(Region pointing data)
——————

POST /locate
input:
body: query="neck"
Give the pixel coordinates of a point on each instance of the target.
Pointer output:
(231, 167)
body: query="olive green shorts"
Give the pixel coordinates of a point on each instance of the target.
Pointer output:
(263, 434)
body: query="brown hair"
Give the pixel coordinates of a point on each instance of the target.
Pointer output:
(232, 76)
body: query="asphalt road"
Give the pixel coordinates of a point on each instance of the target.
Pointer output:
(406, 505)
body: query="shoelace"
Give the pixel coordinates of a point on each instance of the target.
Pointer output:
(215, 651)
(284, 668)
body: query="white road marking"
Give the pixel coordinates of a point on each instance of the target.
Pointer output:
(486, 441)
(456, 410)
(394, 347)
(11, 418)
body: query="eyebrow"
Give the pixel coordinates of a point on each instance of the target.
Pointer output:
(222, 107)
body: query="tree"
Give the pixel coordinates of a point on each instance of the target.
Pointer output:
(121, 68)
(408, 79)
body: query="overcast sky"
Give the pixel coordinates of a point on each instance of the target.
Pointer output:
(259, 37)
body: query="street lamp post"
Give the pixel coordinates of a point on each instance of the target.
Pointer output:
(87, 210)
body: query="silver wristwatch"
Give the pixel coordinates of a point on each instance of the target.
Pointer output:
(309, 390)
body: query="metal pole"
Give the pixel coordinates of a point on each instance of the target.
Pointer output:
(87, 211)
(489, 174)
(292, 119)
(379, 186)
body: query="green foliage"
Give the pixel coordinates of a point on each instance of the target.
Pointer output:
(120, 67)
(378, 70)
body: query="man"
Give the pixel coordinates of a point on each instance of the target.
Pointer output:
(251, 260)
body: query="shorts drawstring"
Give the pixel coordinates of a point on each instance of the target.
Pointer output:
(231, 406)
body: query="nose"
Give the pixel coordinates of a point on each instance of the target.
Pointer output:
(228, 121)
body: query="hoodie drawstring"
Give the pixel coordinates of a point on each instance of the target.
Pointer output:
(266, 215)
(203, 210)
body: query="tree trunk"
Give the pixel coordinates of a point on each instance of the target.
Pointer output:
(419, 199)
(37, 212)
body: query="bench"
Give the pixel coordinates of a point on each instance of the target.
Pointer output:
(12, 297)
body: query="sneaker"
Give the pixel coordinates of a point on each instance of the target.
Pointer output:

——————

REQUIREMENT → Copy out every record exactly; leave nothing out.

OUTPUT BELOW →
POST /locate
input:
body: query="neck"
Give the pixel coordinates of a point on each instance of the target.
Pointer output:
(231, 167)
body: query="olive green shorts"
Give the pixel coordinates of a point on each instance of the target.
Pointer output:
(263, 434)
body: query="brown hair"
Give the pixel coordinates of a point on each instance of the target.
Pointer output:
(232, 76)
body: query="asphalt road"
Give the pixel coordinates of a point on each instance of the target.
Pointer output:
(406, 505)
body: query="shoelace"
Give the pixel coordinates of a point on each instance of the target.
Pointer output:
(215, 651)
(284, 668)
body: query="white road marking"
Give the pixel coordinates of a point on each instance of the target.
Pointer output:
(486, 441)
(456, 410)
(394, 347)
(11, 418)
body: query="eyebrow"
Give the pixel coordinates of a point on each instance of the target.
Pointer output:
(222, 107)
body: query="tree"
Give the pixel coordinates of a point on each instance of the target.
Pointer output:
(121, 68)
(408, 79)
body: query="overcast sky"
Give the pixel coordinates of a point on each instance of the target.
Pointer output:
(259, 37)
body: query="street lamp post"
Give the pixel coordinates of a point on each instance of the target.
Pointer output:
(87, 210)
body: query="silver wristwatch"
Give the pixel coordinates of a point on each instance of the target.
Pointer output:
(309, 390)
body: query="metal pole"
Give the pixel coordinates of a point on each instance of the target.
Pointer output:
(87, 211)
(489, 174)
(292, 119)
(379, 186)
body: query="green foliage"
Give the pixel coordinates of a point on each instance of the target.
Pointer output:
(120, 67)
(378, 70)
body: query="man"
Give the pixel coordinates of a point on each instance of the target.
Pointer output:
(251, 260)
body: query="shorts drawstring"
Give the pixel coordinates of a point on each instance of the target.
Pointer output:
(231, 406)
body: query="nose"
Give the pixel coordinates of a point on each instance of the target.
Pointer output:
(228, 121)
body: query="hoodie drawstring"
Give the pixel coordinates of a point on each instance of the target.
Pointer output:
(266, 215)
(203, 210)
body: query="tree trunk"
Give the pixel coordinates of a point on each instance of the target.
Pointer output:
(419, 199)
(37, 212)
body: query="bench"
Give the pixel coordinates of a point on each instance of the target.
Pointer output:
(12, 297)
body: query="sneaker"
Give the pixel coordinates of a point on each instance of the target.
Pointer output:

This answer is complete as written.